**Exercise prompt:** In the speech on the Canada-Colombia free trade bill, copy everything from "We really do" down to "Colombia in particular.", swapping "investment" for "capital".

**Selected extract:**
* BEGIN *

Mr. Speaker, I am pleased to speak to BillC-2, even though this is the third time I have debated it in the House.

This is the bill to implement the free trade agreement between Canada and Colombia, the former Bill C-23, which has come back to the House again.

We really do not understand the Conservative government’s determination to make this a priority bill. This agreement with Colombia contains a number of flaws and raises a number of serious problems. Implementing it would be a serious mistake.

The Conservative government’s motivation for signing a free trade agreement really has nothing to do with trade, it has to do with investment. The agreement contains an investment protection chapter, which would make life easier for Canadian investors who want to invest in the mining sector in Colombia in particular.

Even that is negative, and I will say why in a moment. There is nothing positive about this free trade agreement and we will gain nothing from it. It is therefore incomprehensible that they would want to sign it.

Colombia has one of the worst records in the world and probably in Latin America when it comes to human rights. Thousands of trade unionists have been killed. Since 1968, 2,690 trade unionists have been killed because of their union work, 46 of them in 2008.

Trade unionists are the target of violence, among other things. There have been many population displacements, and this is not because the people are not sedentary or like to move around. These displacements show that Colombia is a country that has no regard for fundamental rights. There are numerous examples of human rights abuses.

It is mainly small farmers and small miners who are displaced, who have to leave their land to accommodate the huge agri-food or mining corporations, probably the ones the Conservative government wants to help. There are various ways of displacing farmers and people who have a small mine.

You can make death threats against an individual or his children. Most of us would have cleared out long ago. There is also murder, which is even worse. As well, people’s land is flooded so they are no longer able to earn a living, and this forces them to leave. After that, the land is dried out so it can be used.

A fundamental principle of free trade agreements is not being respected. Normally a free trade agreement is signed by two countries with similar economies. I will not go so far as to say that nothing could be more dissimilar than the economies of Colombia and Canada, but that is pretty close to the reality.

Colombia has immense poverty: 47% of the population lives below the poverty line and 12% lives in absolute poverty. One fifth of the population lives on less than $1 a day. I did not invent this statistic; it comes from the UN.

The crime statistics also point to a very sinister side of Colombia. Before I begin quoting the Department of Foreign Affairs, I would like to say that in 2008, the crimes committed by paramilitary groups increased by 41%, in comparison with 14% the previous year.

* END *

**Extracted material:**
* BEGIN *

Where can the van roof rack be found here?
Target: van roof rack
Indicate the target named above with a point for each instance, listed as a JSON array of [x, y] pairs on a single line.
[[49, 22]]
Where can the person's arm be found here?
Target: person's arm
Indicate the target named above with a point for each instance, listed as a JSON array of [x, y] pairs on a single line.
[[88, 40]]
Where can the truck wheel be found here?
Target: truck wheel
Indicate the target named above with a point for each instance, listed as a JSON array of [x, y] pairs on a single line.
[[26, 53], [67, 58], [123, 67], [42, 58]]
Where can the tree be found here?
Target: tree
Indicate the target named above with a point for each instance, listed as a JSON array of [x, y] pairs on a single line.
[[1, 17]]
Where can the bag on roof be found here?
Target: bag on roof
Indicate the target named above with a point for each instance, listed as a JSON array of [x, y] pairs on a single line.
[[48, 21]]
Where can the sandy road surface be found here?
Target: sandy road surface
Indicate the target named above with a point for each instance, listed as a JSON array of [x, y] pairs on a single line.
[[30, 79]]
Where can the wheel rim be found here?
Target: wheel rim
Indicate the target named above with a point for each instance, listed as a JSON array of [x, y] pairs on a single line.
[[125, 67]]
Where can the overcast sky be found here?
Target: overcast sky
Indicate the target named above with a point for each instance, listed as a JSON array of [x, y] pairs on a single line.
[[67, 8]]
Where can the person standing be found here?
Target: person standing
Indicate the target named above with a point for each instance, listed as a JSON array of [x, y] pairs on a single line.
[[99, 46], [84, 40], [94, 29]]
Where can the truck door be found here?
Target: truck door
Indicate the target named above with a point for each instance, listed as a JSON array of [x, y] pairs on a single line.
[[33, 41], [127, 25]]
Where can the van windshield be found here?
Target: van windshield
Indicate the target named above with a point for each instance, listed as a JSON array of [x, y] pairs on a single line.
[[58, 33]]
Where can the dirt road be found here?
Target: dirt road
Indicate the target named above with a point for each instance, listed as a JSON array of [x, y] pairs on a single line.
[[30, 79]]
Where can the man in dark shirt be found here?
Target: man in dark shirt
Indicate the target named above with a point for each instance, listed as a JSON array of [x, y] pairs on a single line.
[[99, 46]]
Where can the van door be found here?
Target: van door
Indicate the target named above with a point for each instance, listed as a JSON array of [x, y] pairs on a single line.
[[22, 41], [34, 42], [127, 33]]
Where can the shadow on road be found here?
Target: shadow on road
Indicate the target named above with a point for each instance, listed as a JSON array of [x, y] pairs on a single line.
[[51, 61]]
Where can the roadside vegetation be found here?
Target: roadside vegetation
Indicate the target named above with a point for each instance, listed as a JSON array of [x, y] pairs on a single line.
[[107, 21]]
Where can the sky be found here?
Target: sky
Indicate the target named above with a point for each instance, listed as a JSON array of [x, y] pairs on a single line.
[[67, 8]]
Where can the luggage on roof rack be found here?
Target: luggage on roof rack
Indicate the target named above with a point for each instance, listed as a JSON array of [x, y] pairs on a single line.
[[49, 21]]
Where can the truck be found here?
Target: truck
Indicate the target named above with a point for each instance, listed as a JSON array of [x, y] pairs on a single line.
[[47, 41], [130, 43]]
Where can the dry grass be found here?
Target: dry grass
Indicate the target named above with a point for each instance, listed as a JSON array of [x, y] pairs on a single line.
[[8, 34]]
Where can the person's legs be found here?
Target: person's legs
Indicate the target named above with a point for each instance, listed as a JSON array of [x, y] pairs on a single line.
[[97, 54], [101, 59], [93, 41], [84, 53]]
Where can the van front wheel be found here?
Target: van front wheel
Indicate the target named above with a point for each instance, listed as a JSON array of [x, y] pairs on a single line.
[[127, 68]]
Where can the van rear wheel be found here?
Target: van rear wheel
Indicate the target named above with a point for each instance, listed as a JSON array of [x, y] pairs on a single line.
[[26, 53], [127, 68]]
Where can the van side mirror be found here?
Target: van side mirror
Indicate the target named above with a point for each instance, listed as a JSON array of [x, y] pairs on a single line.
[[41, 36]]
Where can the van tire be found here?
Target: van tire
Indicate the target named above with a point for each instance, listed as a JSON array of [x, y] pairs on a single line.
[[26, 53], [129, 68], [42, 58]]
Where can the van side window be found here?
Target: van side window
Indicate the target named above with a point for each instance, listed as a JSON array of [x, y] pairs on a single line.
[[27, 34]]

* END *

**Answer to the task:**
We really do not understand the Conservative government’s determination to make this a priority bill. This agreement with Colombia contains a number of flaws and raises a number of serious problems. Implementing it would be a serious mistake.

The Conservative government’s motivation for signing a free trade agreement really has nothing to do with trade, it has to do with capital. The agreement contains an capital protection chapter, which would make life easier for Canadian investors who want to invest in the mining sector in Colombia in particular.